• **SELECTED PASSAGE**
*** Block opens ***
Keeping Your Tibbie Safe During the Holidays
The holiday season is a wonderful time for families and friends to get together and celebrate. We must not overlook our Tibbie companions and make sure they have a safe and happy holiday season too. Like small children, our Tibbies are curious and are totally unaware of the dangers that might face them. Here are a few things to keep in mind as you prepare for the holidays.
In the Kitchen
Your Tibbie can smell good food a mile away. Be sure to watch those hot containers filled with turkey and ham drippings. You Tibbie can get right under your feet and cause you to trip and spill the hot liquids. Be careful and pay attention to where your pets are when you are preparing those tasty dishes.
Don’t feed your Tibbies the cooled drippings. Most seasonings that are tasty to us aren’t good for our pets, plus the rich stock and drippings can play havoc on their digestive system.
Ham, Turkey & Bones
Even if your Tibbie is giving you the most pitiful look in the world (or act like he is starving), don’t give in and feed them turkey or ham. Our food tends to have a lot of additives and is way too rich for our Tibbies and can cause health problems (i.e. diarrhea). Same thing goes for the fat trimmings… high fat consumption can lead to a bout of pancreatitis.
Chicken and Turkey (poultry) bones are extremely dangerous for all dogs. These bones splinter when chewed and can become “glass shards” when in the intestinal track. Simple solution – DO NOT FEED your Tibbies poultry bones.
*** Block closes ***
• **EXTRACTED RECORDS**
*** Block opens ***
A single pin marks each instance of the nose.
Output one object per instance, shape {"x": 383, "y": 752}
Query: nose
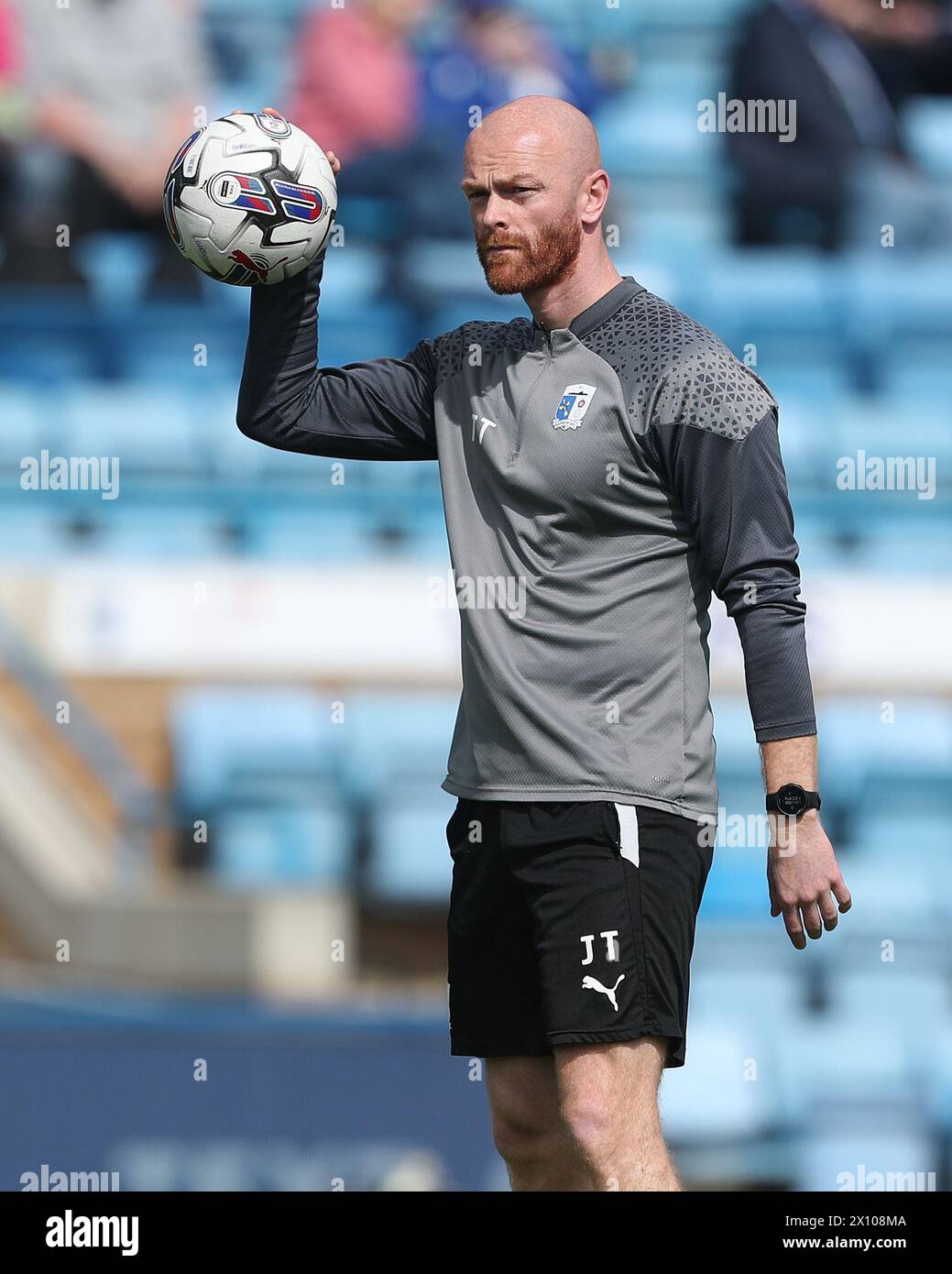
{"x": 495, "y": 212}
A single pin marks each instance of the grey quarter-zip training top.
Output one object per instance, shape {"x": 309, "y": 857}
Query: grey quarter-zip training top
{"x": 599, "y": 482}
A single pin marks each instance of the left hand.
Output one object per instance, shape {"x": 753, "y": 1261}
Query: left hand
{"x": 802, "y": 873}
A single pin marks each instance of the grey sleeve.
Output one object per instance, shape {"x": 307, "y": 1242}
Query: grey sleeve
{"x": 728, "y": 477}
{"x": 380, "y": 409}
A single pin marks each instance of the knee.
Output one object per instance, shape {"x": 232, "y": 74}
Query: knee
{"x": 590, "y": 1126}
{"x": 520, "y": 1137}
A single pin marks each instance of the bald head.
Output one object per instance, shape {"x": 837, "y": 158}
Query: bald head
{"x": 547, "y": 127}
{"x": 531, "y": 172}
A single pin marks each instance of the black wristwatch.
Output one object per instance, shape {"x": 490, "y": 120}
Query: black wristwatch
{"x": 792, "y": 800}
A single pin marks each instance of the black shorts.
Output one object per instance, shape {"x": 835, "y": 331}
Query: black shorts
{"x": 571, "y": 923}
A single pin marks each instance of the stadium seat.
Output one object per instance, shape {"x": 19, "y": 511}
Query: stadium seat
{"x": 234, "y": 741}
{"x": 395, "y": 738}
{"x": 928, "y": 127}
{"x": 717, "y": 1058}
{"x": 152, "y": 434}
{"x": 299, "y": 843}
{"x": 410, "y": 856}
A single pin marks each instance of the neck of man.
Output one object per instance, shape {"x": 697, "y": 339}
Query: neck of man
{"x": 557, "y": 304}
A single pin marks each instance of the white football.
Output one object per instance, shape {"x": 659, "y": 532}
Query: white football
{"x": 250, "y": 199}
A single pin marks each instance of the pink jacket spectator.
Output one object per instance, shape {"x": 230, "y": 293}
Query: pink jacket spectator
{"x": 356, "y": 83}
{"x": 9, "y": 59}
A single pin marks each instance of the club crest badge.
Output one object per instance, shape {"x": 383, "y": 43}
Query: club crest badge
{"x": 573, "y": 407}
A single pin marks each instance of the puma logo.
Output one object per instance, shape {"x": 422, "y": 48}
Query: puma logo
{"x": 592, "y": 983}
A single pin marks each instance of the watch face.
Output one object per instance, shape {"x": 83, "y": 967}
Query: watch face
{"x": 792, "y": 800}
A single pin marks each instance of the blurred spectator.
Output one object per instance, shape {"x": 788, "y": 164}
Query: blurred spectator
{"x": 357, "y": 83}
{"x": 114, "y": 85}
{"x": 496, "y": 54}
{"x": 9, "y": 69}
{"x": 847, "y": 64}
{"x": 357, "y": 92}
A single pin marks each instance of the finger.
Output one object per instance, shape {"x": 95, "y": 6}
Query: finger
{"x": 811, "y": 920}
{"x": 828, "y": 911}
{"x": 843, "y": 894}
{"x": 794, "y": 929}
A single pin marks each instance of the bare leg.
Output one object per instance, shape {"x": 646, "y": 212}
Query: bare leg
{"x": 609, "y": 1101}
{"x": 529, "y": 1130}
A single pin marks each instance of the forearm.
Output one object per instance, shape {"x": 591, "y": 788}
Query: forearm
{"x": 380, "y": 409}
{"x": 791, "y": 761}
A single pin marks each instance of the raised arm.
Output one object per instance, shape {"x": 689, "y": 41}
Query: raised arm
{"x": 730, "y": 482}
{"x": 381, "y": 409}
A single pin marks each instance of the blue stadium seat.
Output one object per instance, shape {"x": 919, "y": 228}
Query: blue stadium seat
{"x": 845, "y": 1144}
{"x": 913, "y": 1003}
{"x": 28, "y": 533}
{"x": 410, "y": 859}
{"x": 152, "y": 434}
{"x": 237, "y": 743}
{"x": 126, "y": 530}
{"x": 928, "y": 126}
{"x": 23, "y": 425}
{"x": 292, "y": 843}
{"x": 646, "y": 139}
{"x": 335, "y": 533}
{"x": 760, "y": 293}
{"x": 717, "y": 1060}
{"x": 395, "y": 738}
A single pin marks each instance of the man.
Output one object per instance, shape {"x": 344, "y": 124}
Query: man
{"x": 848, "y": 65}
{"x": 618, "y": 463}
{"x": 113, "y": 85}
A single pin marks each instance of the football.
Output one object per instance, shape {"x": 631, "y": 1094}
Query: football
{"x": 250, "y": 199}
*** Block closes ***
• **TASK DIRECTIONS**
Answer these questions using the Tibbie holiday safety article.
(a) What might a Tibbie getting under your feet in the kitchen cause you to do?
(b) What can high fat consumption lead to?
(c) What happens to chicken and turkey bones when they are chewed?
The entries above are separate material and have no connection to the Tibbie holiday safety article.

• **SOLUTION TO THE PROBLEM**
(a) Trip and spill the hot liquids.
(b) A bout of pancreatitis.
(c) They splinter.